Допишите приведённый ниже фрагмент об исповеди и Блаженном Августине, начав сразу после его последнего предложения.

▸ **Цитируемый фрагмент**:
==============================
Д.Быков: Разные версии будущего России: изменится ли что-то после «московского дела», после митингов?

Возможна ли сегодня такая исповедь? Да разумеется, возможна, и инстаграм здесь ничего не решает. Другое дело, что большинство живых дневников и живых журналов пишутся из тщеславия, из желания кем-то выглядеть. А мне представляется, что для такой исповеди полноценной нужно разграничить «я», которое, по Битову, есть не более чем мозоль от трения о мир, и собственную душу, потому что наше «я» нашей душе не тождественно. Вот для этого нужна та глубина рефлексии, которая есть у Блаженного Августина. Конечно, нужно много рефлексировать, как Блаженный Августин в 11-й книге, но ведь это природа времени. Ведь это у Блаженного Августина впервые появляется мысль, что наше время не тождественно объективному. Потом уже Бергсон ее развил: физическое время, личное время – совершенно разные эпохи, разные структуры.
==============================
▸ **Исходные данные**:
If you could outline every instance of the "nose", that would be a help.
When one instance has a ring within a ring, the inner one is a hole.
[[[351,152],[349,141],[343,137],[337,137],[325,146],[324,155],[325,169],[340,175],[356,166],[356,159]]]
==============================
▸ **Результат**:
Мне кажется, что размышлять надо над тем, что время делает из человека. Как он эволюционирует, попытки понять, куда делись в прежние и что в вас сдвинулось, – это же очень неприятная тема. И говорить об этом – значит ощущать близкое соседство смерти. Но ничего не поделаешь, это единственная форма исповедания о том, что делает с тобой время. Посмотрим, как это сегодня возможно. Я очень мало знаю глубоких автобиографических произведений, которые на меня самого оказали какое-то влияние. Мне кажется, что сегодняшний автор, когда он пишет о себе, старается отвлекаться на что угодно, говорить о чем попало.

«Я попытался перечитать Островского. Может быть, вы мне объясните, что в СССР находили в дурной агитационной книжонке «Как закалялась сталь»? Отдельные, не связанные между собой эпизоды, без продолжения, абсолютно нелогичные отношения Тони и Павла – непонятно, что их связывало, потерянные герои…» Да, там некоторые герои действительно отваливаются по ходу, вы правы. «Дело не в идеологии. Немало было в то время книг с нормальным сюжетом. В том же «Кондуите…» агитации не меньше, а персонажи живые…»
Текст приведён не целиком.